Please give back word for word the lines below, from the first one through the one with "68, row 97.".
===== Data under study
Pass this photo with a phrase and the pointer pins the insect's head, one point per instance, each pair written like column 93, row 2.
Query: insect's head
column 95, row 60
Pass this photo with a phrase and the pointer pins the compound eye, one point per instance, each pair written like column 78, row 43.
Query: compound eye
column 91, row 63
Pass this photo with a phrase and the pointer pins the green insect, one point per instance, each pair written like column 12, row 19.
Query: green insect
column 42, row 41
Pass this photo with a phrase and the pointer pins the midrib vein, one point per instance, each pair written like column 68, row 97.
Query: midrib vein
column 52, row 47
==========
• Finished exercise:
Pass this photo with a phrase and the pointer pins the insect's head, one point per instance, each pair written like column 93, row 2.
Query: insect's head
column 95, row 60
Pass this photo with a phrase and the pointer pins the compound eye, one point per instance, each pair written like column 78, row 43.
Query: compound eye
column 91, row 63
Pass this photo with a phrase and the pointer pins the green insect, one point per instance, each pair written like column 12, row 19.
Query: green insect
column 42, row 41
Pass this photo with a phrase and the pointer pins the midrib vein, one point per instance, each pair written like column 68, row 97.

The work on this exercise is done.